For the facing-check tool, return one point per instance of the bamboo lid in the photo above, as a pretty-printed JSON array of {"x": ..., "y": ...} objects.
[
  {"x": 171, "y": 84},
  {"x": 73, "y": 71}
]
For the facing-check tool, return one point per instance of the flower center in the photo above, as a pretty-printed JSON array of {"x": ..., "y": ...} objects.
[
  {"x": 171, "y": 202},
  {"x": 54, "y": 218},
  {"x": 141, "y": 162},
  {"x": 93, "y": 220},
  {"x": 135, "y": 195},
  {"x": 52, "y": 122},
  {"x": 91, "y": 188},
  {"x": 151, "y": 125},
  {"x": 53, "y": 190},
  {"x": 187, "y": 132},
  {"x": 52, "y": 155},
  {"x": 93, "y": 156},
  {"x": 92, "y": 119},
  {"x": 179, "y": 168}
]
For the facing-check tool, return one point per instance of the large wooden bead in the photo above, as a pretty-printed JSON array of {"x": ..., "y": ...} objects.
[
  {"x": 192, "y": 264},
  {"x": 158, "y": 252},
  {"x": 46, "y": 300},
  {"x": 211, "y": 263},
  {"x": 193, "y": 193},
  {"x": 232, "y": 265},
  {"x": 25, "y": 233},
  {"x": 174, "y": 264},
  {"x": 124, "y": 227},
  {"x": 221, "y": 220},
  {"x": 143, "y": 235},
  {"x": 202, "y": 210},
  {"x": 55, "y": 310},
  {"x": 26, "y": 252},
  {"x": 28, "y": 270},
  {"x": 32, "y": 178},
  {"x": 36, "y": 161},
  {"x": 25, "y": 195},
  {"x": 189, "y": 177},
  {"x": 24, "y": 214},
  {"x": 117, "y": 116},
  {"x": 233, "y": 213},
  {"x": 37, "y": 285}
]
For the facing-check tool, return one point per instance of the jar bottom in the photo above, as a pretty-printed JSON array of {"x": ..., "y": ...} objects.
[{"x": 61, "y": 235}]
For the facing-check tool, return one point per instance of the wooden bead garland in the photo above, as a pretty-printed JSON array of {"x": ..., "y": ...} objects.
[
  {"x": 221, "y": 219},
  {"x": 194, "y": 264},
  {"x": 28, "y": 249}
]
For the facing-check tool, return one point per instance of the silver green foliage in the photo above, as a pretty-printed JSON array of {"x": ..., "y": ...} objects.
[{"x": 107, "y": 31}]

* [WRITTEN INSTRUCTION]:
Reproduce all of the data above, swapping "facing-check tool" for "shelf-check tool" at every occurrence and leaving everything else unchanged.

* [EXERCISE SOLUTION]:
For the shelf-check tool, return one point per instance of the bamboo lid in the photo above, as a pretty-printed JSON array of {"x": ..., "y": ...} objects.
[
  {"x": 171, "y": 84},
  {"x": 73, "y": 71}
]
For the shelf-check tool, return one point per instance of the flower center in the photo above, as a pretty-printed JSON array of {"x": ..., "y": ...} objects.
[
  {"x": 171, "y": 202},
  {"x": 54, "y": 218},
  {"x": 141, "y": 162},
  {"x": 93, "y": 220},
  {"x": 135, "y": 195},
  {"x": 52, "y": 122},
  {"x": 91, "y": 188},
  {"x": 151, "y": 125},
  {"x": 53, "y": 190},
  {"x": 187, "y": 132},
  {"x": 52, "y": 155},
  {"x": 93, "y": 156},
  {"x": 92, "y": 119},
  {"x": 179, "y": 168}
]
For the shelf-check tool, return one point per instance of the large wooden bead in the photo above, as a pretty-printed JSON array of {"x": ..., "y": ...} objects.
[
  {"x": 192, "y": 264},
  {"x": 158, "y": 252},
  {"x": 46, "y": 300},
  {"x": 211, "y": 263},
  {"x": 193, "y": 193},
  {"x": 232, "y": 265},
  {"x": 25, "y": 233},
  {"x": 174, "y": 264},
  {"x": 124, "y": 227},
  {"x": 221, "y": 220},
  {"x": 143, "y": 235},
  {"x": 202, "y": 210},
  {"x": 55, "y": 310},
  {"x": 26, "y": 252},
  {"x": 28, "y": 270},
  {"x": 32, "y": 178},
  {"x": 36, "y": 161},
  {"x": 25, "y": 195},
  {"x": 189, "y": 177},
  {"x": 24, "y": 214},
  {"x": 117, "y": 116},
  {"x": 233, "y": 213},
  {"x": 37, "y": 285}
]
For the shelf-check tool, return one point per instance of the jar bottom in the photo above, as a pretty-printed JSON array of {"x": ..., "y": ...} objects.
[{"x": 61, "y": 235}]
For the shelf-check tool, return one point per instance of the wooden bead garland in the photo above, as a pretty-printed JSON array of {"x": ..., "y": ...} objects.
[
  {"x": 221, "y": 219},
  {"x": 194, "y": 264},
  {"x": 28, "y": 249}
]
For the shelf-check tool, return one point per instance of the silver green foliage in the photo above, as a pretty-printed JSON array of {"x": ..., "y": ...} objects.
[{"x": 107, "y": 31}]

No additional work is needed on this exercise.